+++ DATA ENTRIES +++

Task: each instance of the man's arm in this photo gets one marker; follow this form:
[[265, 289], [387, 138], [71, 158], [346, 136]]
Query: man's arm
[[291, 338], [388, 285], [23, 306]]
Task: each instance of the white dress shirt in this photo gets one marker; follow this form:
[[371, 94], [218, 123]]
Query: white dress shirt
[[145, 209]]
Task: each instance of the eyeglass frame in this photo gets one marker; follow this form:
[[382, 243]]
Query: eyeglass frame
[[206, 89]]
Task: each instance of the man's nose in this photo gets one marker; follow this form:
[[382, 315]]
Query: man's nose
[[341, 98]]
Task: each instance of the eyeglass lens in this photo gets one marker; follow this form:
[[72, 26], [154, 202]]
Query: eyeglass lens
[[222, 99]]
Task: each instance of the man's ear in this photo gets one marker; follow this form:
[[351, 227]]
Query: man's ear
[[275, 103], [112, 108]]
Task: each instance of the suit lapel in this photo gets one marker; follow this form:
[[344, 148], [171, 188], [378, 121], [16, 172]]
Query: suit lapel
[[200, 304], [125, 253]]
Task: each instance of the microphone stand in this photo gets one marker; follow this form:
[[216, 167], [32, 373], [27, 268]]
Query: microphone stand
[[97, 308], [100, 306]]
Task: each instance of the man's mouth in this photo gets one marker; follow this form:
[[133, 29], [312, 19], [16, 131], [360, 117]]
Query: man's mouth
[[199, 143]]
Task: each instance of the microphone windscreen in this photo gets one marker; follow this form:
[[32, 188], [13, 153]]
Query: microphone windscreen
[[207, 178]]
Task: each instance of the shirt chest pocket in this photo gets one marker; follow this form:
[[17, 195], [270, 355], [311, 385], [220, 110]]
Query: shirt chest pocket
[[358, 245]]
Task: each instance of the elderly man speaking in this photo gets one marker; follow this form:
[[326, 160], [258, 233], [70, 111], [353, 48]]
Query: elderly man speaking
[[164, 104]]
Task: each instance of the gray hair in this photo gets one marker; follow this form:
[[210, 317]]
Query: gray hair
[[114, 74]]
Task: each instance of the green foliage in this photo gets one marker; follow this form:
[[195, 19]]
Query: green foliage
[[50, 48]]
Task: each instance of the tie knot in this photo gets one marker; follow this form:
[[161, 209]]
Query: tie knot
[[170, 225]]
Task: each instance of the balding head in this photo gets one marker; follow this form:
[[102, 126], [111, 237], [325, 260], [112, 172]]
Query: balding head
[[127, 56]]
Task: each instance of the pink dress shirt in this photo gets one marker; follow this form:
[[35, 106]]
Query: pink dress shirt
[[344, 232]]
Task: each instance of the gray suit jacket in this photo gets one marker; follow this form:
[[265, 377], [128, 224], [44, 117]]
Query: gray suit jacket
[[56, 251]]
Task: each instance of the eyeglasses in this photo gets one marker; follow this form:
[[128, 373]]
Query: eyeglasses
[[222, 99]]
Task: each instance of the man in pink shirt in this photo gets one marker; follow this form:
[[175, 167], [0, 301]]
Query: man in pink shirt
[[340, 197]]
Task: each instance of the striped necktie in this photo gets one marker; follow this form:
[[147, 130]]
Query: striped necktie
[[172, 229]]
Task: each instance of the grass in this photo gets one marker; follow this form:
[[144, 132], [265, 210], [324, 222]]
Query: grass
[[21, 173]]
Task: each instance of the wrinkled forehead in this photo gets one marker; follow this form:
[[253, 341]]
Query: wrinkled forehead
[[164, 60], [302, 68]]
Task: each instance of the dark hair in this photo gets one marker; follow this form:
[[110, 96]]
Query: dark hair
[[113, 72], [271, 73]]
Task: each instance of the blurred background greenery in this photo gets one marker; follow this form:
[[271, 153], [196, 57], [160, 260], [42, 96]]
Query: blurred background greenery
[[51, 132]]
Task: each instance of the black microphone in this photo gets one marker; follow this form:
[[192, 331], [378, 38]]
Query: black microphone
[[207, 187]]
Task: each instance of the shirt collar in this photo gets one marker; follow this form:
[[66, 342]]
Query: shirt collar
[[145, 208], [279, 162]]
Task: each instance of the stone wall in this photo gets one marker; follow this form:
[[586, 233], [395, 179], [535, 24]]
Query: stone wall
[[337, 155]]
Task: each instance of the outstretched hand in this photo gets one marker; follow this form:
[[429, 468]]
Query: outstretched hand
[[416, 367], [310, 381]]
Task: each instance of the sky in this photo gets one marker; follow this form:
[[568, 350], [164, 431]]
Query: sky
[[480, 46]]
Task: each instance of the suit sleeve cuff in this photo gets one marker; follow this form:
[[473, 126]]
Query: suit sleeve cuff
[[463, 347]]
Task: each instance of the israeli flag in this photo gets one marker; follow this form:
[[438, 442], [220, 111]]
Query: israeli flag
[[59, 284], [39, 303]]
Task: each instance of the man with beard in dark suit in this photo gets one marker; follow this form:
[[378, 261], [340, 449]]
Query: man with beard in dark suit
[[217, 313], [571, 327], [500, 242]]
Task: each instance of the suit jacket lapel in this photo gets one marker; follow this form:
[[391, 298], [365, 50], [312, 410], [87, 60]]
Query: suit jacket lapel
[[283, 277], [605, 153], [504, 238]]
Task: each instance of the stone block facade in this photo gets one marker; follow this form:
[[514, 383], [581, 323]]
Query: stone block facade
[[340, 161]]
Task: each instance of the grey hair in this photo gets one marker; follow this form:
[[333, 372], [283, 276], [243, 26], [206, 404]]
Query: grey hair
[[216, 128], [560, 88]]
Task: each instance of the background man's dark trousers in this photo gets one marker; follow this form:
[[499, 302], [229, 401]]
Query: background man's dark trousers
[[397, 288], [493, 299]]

+++
+++ DATA ENTRIES +++

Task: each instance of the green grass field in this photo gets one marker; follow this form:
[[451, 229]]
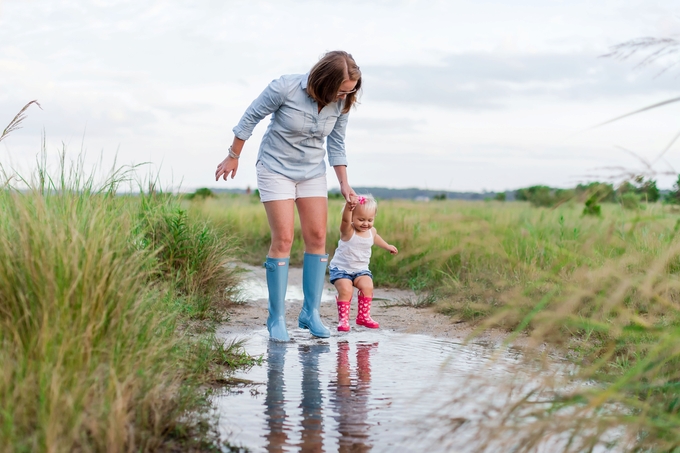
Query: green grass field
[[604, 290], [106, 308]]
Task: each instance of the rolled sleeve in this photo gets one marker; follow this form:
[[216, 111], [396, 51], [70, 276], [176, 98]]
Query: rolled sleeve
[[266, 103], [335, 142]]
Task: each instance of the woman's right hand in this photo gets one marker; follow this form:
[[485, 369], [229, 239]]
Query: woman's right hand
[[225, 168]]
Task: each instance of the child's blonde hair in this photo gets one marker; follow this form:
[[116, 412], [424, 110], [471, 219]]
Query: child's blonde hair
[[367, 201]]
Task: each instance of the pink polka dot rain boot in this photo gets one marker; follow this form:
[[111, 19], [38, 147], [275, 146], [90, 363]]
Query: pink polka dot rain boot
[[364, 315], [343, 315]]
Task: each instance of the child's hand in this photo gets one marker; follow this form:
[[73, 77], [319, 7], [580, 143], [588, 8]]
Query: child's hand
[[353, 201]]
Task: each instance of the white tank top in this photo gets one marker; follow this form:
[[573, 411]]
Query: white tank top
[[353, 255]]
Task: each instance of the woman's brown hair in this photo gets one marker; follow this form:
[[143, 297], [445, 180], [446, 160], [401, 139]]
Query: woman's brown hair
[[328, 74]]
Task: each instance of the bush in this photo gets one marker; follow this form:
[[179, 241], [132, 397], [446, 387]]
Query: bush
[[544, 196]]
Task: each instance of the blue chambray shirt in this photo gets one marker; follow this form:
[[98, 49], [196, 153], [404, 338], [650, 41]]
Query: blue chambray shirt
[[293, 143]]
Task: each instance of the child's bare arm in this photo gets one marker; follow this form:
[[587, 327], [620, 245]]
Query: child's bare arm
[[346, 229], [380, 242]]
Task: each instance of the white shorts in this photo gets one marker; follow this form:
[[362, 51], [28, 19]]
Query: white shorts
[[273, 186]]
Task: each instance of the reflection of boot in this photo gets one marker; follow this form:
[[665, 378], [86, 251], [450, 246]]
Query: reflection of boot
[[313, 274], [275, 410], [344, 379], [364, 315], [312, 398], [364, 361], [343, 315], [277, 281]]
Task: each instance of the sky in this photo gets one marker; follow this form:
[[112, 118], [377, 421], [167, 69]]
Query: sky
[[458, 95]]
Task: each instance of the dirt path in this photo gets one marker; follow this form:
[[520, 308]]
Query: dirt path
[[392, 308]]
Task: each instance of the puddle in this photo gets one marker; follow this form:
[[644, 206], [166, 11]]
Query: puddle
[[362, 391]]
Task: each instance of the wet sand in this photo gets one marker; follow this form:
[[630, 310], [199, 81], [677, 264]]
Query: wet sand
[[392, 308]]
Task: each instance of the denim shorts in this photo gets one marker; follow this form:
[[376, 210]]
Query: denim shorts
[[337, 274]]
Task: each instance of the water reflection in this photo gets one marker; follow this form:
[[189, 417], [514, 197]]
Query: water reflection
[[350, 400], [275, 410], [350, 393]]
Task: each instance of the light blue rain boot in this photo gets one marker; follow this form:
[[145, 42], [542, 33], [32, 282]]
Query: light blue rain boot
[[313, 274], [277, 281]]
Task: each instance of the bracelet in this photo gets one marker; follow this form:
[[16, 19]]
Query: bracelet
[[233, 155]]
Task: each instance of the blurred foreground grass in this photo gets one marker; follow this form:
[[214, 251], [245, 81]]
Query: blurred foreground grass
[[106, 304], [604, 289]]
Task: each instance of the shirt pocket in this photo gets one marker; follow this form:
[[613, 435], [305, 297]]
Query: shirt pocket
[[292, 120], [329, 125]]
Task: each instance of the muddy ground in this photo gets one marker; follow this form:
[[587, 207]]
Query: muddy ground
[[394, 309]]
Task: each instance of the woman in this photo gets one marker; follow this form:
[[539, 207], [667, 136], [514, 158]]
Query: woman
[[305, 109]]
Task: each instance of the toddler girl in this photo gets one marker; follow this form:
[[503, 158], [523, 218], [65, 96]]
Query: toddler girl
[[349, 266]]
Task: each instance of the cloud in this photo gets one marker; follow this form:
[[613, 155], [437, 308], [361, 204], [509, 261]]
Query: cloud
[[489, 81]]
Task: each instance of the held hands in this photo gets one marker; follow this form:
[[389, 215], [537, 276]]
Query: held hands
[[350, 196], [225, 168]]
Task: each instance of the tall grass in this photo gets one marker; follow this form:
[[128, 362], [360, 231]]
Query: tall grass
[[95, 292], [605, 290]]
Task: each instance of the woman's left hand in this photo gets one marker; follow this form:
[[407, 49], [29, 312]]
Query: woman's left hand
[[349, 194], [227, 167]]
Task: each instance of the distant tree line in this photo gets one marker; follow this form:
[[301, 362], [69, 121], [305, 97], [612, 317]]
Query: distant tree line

+++

REQUEST: Express the data as a Markdown table with the columns Row and Line. Begin at the line that contains "Task: each instance of the stone block", stop after the line that contains "[[397, 288], [493, 299]]", number each line in Row, and leave out any blank lines.

RESPONSE:
| Row | Line |
|---|---|
| 1 | Task: each instance of the stone block facade in this photo gets one marker; follow this form: |
| 2 | [[514, 383], [581, 323]] |
| 3 | Query: stone block facade |
| 4 | [[340, 161]] |
| 5 | Task: each instance of the grey hair in this photo gets one marker; follow this form: |
| 6 | [[333, 372], [283, 276], [243, 26], [206, 404]] |
| 7 | Query: grey hair |
| 8 | [[216, 128], [560, 88]] |
| 9 | Task: each instance of the background man's dark trousers in this photo gets one marker; follow this form: |
| 10 | [[499, 302], [229, 401]] |
| 11 | Query: background man's dark trousers |
| 12 | [[397, 288], [493, 299]] |